:: Available records ::

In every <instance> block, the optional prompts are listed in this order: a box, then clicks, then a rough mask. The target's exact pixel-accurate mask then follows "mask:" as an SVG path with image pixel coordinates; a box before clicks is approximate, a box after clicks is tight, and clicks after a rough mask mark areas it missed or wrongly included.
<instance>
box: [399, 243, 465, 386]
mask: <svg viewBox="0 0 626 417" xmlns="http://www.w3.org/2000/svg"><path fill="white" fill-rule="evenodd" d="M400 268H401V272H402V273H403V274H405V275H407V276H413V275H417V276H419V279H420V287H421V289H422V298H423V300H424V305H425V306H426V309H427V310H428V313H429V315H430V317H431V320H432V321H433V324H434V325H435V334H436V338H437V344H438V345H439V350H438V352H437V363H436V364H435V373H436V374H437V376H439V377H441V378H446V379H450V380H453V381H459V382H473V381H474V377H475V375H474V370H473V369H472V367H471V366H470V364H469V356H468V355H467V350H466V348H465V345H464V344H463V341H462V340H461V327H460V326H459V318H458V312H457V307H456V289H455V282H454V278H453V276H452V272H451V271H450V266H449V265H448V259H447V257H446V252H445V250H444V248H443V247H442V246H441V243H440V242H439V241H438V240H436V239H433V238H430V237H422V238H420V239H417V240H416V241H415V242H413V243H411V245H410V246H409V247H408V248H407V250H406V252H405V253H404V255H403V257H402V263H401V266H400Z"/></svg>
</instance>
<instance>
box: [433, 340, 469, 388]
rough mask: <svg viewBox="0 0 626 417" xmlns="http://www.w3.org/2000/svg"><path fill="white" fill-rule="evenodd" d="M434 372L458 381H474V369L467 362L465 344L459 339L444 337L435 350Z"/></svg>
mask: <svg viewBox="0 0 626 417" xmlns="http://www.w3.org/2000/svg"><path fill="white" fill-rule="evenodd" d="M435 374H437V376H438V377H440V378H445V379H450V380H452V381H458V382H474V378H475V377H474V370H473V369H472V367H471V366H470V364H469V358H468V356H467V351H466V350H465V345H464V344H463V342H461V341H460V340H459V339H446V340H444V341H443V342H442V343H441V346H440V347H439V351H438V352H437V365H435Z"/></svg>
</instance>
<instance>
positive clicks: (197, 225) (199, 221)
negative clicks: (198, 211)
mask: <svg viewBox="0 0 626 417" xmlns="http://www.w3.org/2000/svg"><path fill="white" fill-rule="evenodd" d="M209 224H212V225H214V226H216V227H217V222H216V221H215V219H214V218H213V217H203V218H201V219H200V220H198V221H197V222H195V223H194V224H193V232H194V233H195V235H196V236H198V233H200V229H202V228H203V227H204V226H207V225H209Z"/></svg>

:::

Assignment –
Please identify every line in the listing above that contains the word "clicks", and copy each of those lines in full.

Response –
In every <instance> block, the optional prompts are listed in this order: a box, then clicks, then a rough mask. The target's exact pixel-accurate mask then follows "mask:" as an SVG path with image pixel coordinates; a box before clicks is approximate, a box after clicks is tight, and clicks after a rough mask mark areas it missed or wrongly included.
positive clicks: (197, 225) (199, 221)
negative clicks: (198, 211)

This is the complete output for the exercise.